-- START Information given --

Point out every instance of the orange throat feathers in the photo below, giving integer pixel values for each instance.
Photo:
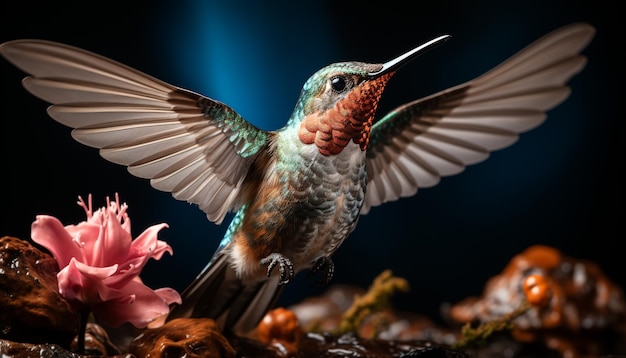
(350, 119)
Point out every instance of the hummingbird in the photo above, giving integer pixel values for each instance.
(297, 192)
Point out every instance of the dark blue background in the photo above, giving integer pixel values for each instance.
(560, 185)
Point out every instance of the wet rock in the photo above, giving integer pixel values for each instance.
(32, 311)
(315, 345)
(28, 350)
(584, 313)
(183, 337)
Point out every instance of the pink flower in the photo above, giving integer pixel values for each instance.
(100, 264)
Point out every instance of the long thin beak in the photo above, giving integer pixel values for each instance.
(403, 59)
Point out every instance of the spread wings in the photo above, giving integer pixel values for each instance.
(418, 143)
(197, 148)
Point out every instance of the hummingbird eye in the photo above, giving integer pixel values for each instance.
(338, 83)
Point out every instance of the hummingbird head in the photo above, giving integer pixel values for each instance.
(337, 104)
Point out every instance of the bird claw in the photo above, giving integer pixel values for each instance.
(285, 267)
(325, 265)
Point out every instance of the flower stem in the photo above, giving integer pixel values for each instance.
(84, 317)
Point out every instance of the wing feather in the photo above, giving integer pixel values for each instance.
(198, 149)
(440, 134)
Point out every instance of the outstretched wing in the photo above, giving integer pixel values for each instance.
(418, 143)
(198, 149)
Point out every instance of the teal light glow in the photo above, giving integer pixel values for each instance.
(252, 56)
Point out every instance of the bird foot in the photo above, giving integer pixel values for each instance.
(326, 267)
(285, 267)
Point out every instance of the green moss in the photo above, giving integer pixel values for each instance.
(375, 300)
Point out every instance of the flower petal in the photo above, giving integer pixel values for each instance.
(83, 283)
(139, 306)
(147, 243)
(48, 232)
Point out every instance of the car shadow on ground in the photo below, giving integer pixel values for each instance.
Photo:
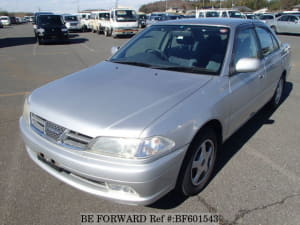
(230, 148)
(66, 42)
(17, 41)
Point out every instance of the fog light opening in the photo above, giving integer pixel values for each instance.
(121, 189)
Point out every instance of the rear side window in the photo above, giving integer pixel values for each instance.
(246, 45)
(284, 18)
(266, 40)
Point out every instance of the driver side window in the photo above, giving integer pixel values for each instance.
(246, 45)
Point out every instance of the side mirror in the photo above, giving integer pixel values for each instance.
(114, 49)
(246, 65)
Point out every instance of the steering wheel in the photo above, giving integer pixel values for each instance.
(157, 53)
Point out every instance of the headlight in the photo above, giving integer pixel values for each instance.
(26, 110)
(131, 148)
(41, 30)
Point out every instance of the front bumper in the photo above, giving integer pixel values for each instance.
(124, 31)
(53, 36)
(150, 181)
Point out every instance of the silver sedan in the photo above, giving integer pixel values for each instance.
(153, 117)
(287, 24)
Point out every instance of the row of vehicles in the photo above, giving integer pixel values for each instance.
(125, 21)
(11, 20)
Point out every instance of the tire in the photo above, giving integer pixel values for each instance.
(277, 97)
(107, 32)
(199, 163)
(40, 42)
(274, 29)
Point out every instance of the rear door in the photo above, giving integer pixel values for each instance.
(271, 54)
(282, 24)
(293, 25)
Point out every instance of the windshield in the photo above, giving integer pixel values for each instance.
(266, 17)
(212, 14)
(71, 18)
(186, 48)
(49, 20)
(125, 15)
(235, 14)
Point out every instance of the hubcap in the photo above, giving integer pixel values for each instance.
(279, 92)
(202, 162)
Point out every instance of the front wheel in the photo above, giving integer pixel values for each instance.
(107, 32)
(198, 164)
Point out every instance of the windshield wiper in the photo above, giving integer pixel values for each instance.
(186, 69)
(134, 63)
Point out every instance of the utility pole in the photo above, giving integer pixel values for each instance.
(166, 5)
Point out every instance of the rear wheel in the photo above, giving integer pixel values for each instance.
(274, 29)
(107, 32)
(277, 97)
(198, 164)
(40, 41)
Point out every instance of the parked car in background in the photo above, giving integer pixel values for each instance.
(142, 20)
(5, 20)
(224, 13)
(287, 24)
(50, 28)
(72, 23)
(154, 116)
(152, 20)
(251, 16)
(38, 14)
(268, 18)
(121, 22)
(84, 21)
(99, 21)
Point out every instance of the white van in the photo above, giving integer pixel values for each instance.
(5, 20)
(84, 20)
(224, 13)
(121, 21)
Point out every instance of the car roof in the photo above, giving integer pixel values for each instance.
(232, 23)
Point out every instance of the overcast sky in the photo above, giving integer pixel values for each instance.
(65, 6)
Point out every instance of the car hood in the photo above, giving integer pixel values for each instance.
(112, 99)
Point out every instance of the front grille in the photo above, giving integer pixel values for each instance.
(58, 134)
(53, 30)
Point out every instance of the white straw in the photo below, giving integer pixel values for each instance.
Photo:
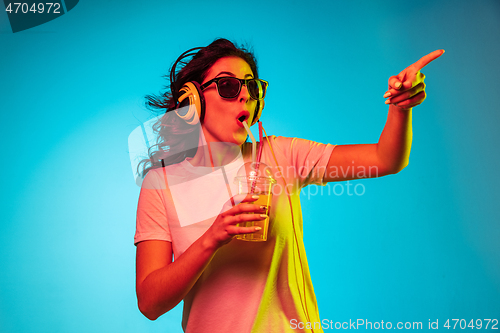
(254, 143)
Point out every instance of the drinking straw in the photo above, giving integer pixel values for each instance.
(254, 143)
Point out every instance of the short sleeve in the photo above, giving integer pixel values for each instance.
(308, 158)
(151, 221)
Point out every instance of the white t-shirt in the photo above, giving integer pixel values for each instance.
(248, 286)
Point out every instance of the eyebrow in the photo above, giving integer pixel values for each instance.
(231, 74)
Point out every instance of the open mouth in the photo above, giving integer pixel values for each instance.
(243, 116)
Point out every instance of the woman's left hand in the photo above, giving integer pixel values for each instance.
(407, 89)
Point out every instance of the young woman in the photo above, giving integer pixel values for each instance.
(187, 208)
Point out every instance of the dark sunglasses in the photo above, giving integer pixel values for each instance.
(230, 87)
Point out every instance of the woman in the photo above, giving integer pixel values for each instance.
(231, 285)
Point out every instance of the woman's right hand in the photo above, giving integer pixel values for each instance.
(225, 226)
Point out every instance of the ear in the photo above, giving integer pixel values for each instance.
(191, 103)
(258, 111)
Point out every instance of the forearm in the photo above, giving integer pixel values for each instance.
(393, 148)
(164, 288)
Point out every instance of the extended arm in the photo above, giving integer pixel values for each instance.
(391, 153)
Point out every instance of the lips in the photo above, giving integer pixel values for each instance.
(241, 117)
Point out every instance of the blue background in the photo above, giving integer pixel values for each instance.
(419, 245)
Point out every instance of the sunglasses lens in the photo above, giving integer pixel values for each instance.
(257, 89)
(229, 87)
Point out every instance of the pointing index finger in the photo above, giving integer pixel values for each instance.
(425, 60)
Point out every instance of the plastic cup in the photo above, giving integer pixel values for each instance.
(256, 182)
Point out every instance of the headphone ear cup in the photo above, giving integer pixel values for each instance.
(191, 103)
(258, 111)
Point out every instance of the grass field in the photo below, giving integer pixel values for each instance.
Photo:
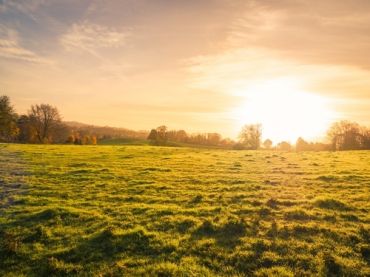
(157, 211)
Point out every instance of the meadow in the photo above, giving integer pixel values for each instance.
(167, 211)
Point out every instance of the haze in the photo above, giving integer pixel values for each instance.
(293, 66)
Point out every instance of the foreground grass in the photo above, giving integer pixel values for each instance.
(141, 210)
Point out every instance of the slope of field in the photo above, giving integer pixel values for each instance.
(141, 210)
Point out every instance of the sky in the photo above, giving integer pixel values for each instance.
(204, 66)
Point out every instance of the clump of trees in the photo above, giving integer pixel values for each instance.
(162, 136)
(43, 124)
(347, 135)
(250, 137)
(8, 120)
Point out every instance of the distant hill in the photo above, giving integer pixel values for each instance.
(106, 132)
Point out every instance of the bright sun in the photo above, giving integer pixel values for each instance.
(285, 111)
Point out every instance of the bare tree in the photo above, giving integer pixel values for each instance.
(345, 135)
(8, 120)
(250, 136)
(45, 121)
(267, 144)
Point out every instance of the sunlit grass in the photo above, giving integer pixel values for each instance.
(141, 210)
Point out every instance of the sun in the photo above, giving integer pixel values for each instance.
(285, 111)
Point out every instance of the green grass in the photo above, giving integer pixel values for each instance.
(167, 211)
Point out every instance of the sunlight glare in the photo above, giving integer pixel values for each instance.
(285, 111)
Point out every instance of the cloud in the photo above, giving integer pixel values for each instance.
(91, 38)
(23, 6)
(11, 48)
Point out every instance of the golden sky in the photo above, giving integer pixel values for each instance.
(210, 65)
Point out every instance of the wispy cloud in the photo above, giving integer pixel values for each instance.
(11, 48)
(91, 38)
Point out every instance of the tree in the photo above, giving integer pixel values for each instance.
(162, 134)
(345, 135)
(45, 121)
(153, 136)
(302, 145)
(26, 132)
(250, 136)
(284, 146)
(267, 144)
(8, 120)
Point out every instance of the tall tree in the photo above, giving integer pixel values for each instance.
(345, 135)
(45, 121)
(267, 144)
(302, 145)
(250, 136)
(8, 120)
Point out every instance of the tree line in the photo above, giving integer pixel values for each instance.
(342, 135)
(43, 124)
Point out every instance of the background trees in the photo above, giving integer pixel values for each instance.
(8, 120)
(267, 144)
(250, 136)
(347, 135)
(45, 121)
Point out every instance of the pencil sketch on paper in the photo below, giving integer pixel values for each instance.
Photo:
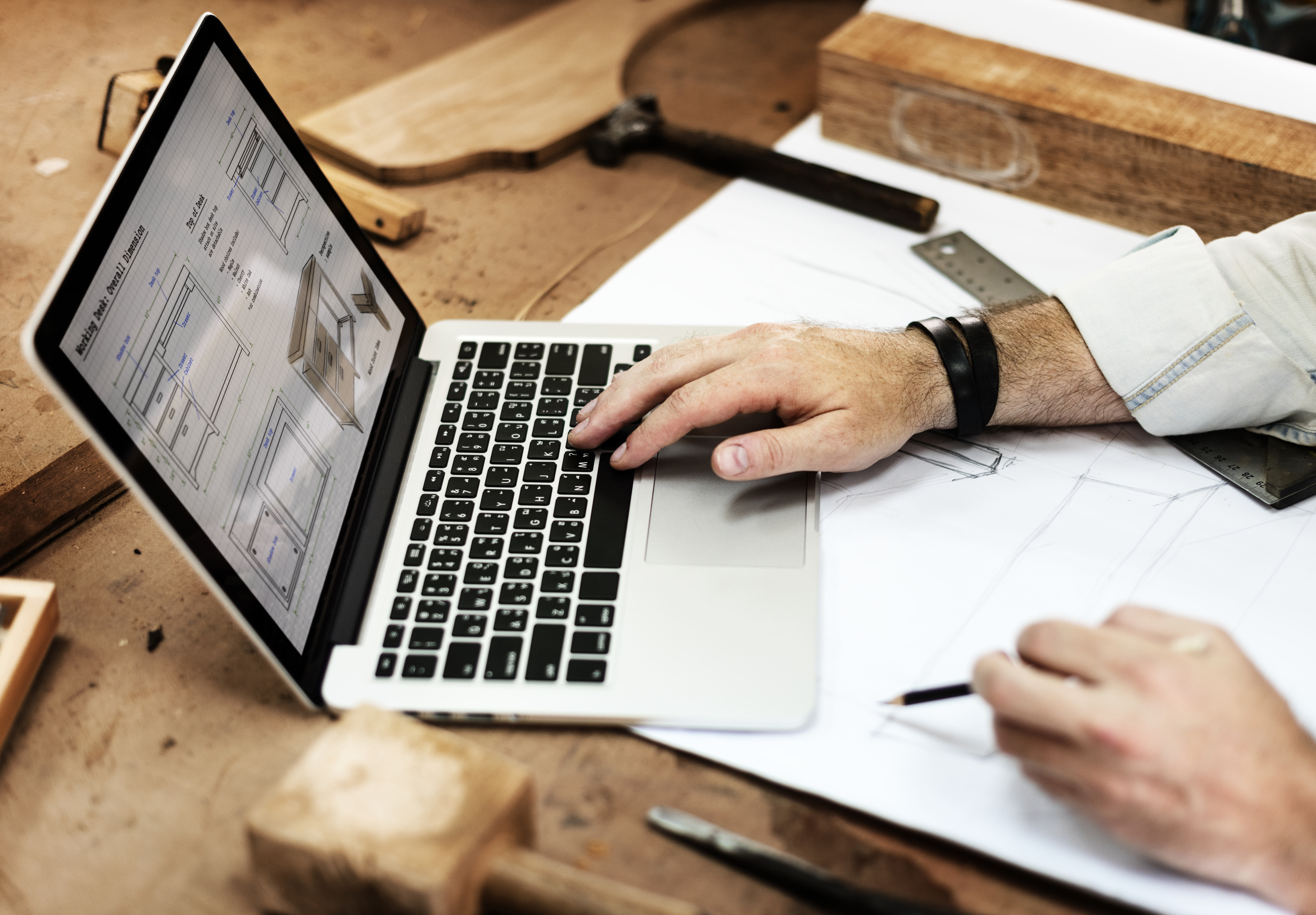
(183, 373)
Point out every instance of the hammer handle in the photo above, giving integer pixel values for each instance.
(740, 160)
(523, 883)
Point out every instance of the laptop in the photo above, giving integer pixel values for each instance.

-- END Information given --

• [The problem]:
In the stretch from the line containing "Point out every instance of the bare" through the end of the records, switch "integer" to "whole-number" and leave everything else unchanged. Omit the pictures from your answer.

• [Correct response]:
Point out every instance of the bare tree in the photo above, giving whole-number pixel values for each instance.
(345, 135)
(8, 120)
(250, 136)
(45, 121)
(267, 144)
Point out every instance of the sunlit grass in the photo above, giving whole-number pixel values for each instance.
(141, 210)
Point out every instance of the sun in the photo above, giving whole-number pixel values for each instance.
(285, 111)
Point out every instance of the green grass in the photo above, giving whole-number pixel values for each instance.
(167, 211)
Point out every instance of the sunlight glare in the photo above, giving whole-number pixel values for each instance.
(285, 111)
Point out every instance of the cloud in the photo above, giving whole-number pixel values for each instance.
(91, 38)
(23, 6)
(11, 48)
Point out every instance of the golden sky in the photo above, giving whole-number pixel values for each instance.
(210, 65)
Point out every instance of the wispy cloud in the photo above, giving whole-number pixel values for each instance.
(11, 48)
(91, 38)
Point out every instance of the tree in the photo above, giving whole-number pixel values for each instance.
(162, 134)
(345, 135)
(45, 121)
(153, 136)
(302, 145)
(26, 132)
(250, 136)
(284, 146)
(267, 144)
(8, 120)
Point out every instance of the tall tree in the photo above, giving whole-number pixel values for each instance.
(345, 135)
(45, 121)
(267, 144)
(302, 145)
(250, 136)
(8, 120)
Point out every instance of the tree line in the photo above, giving whole-number pixel values for each instance.
(342, 135)
(43, 124)
Point out every instance of the background trees in the photo above, giving whole-number pixel values for each instance.
(8, 120)
(267, 144)
(250, 136)
(347, 135)
(45, 121)
Point out every instance of the pencil sketch on paper in the photo below, giving whole-number pixel values for each instance.
Photo:
(183, 373)
Point out every instance of the hammer handle in the photo above, giving whole-number pixel values for each instance.
(740, 160)
(523, 883)
Point out every instance of the laptop in the photo above, giving whole-number pixel values for each instance.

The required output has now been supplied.